* PASSAGE SHOWN:
- Awarded for: Excellence in cinematic achievements for Kannada cinema
- Country: India
- Presented by: Star Suvarna Channel
- First award: 2008 - 2013
- Website: suvarnafilmawards.tv suvarnafilmawards.com

Television/radio coverage
- Network: Star Suvarna;

= Suvarna Film Awards =

Film and television awards for Kannada films

The Suvarna Film Awards is an award ceremony for Kannada films presented annually by Star Suvarna Channel, a Kannada-language division of the STAR India, from the south-Indian state of Karnataka. The awards ceremony has been instituted to honour both artistic and technical excellence in the Kannada language film industry. Held since 2008, the awards' sponsors have been made by Ujala and Confident Group.

==History and format==
The Journey of Suvarna Film Awards had started in the year 2008, in order to appreciate & felicitate the Kannada Film Industry. This is the most prestigious Award given to Kannada Film Fraternities as a token of gratitude to their spectacular and outstanding contribution in the Film Industry.

* WHAT TO WORK ON:
#1 Answer these questions from the Suvarna Film Awards text:
(a) Which two sponsors of the awards are named?
(b) What network is listed for television/radio coverage?
(c) Which two websites are given?
#2 Pull out each line of the records below that includes the string "awning".

* ENTRIES PROVIDED:

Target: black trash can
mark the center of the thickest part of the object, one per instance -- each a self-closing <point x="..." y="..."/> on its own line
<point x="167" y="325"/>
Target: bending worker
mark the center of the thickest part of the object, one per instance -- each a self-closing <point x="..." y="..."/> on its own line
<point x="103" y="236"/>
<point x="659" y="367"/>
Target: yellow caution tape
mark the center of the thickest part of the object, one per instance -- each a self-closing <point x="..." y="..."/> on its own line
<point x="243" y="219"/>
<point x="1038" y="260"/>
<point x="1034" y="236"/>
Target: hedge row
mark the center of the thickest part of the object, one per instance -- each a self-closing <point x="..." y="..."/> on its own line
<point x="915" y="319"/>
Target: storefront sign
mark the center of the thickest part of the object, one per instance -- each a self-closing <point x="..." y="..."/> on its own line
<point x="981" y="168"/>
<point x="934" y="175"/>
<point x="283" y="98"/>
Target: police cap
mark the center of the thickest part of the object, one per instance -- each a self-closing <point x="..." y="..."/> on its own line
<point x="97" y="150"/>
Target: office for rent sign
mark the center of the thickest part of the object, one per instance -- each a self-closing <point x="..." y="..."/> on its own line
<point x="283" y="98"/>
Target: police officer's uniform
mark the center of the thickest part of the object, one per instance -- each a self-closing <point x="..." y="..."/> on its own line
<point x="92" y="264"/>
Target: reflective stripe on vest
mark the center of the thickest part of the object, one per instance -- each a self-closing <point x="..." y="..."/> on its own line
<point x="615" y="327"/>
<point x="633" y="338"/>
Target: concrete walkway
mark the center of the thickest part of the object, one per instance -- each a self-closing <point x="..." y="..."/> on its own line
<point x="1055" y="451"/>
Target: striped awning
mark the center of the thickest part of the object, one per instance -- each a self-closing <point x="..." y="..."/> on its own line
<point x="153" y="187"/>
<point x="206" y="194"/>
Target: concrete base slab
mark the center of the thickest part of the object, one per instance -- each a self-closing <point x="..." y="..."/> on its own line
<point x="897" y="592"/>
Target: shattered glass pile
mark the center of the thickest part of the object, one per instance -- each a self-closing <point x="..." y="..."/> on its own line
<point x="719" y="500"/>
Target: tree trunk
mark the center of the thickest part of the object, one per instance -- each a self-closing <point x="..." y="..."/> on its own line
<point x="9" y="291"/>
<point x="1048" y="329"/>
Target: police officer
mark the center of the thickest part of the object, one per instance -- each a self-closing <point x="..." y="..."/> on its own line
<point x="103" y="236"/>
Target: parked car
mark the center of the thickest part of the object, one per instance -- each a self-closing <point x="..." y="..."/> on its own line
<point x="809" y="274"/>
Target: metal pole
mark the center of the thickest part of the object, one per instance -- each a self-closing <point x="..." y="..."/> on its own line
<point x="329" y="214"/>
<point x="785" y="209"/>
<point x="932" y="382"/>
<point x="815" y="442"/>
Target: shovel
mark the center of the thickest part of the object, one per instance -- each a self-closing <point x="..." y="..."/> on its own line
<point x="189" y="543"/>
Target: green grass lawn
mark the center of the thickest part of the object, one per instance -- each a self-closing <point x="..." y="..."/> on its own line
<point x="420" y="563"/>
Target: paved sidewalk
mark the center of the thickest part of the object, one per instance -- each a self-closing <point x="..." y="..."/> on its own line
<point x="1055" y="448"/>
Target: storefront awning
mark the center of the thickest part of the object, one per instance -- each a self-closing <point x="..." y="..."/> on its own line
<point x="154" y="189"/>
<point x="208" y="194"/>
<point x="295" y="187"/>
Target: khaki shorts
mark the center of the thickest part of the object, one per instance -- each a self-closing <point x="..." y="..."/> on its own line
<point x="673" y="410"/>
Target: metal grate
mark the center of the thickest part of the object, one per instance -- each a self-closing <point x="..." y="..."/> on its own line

* ANSWERS PER TASK:
#1
(a) Ujala and Confident Group
(b) Star Suvarna
(c) suvarnafilmawards.tv and suvarnafilmawards.com

#2
Target: striped awning
Target: storefront awning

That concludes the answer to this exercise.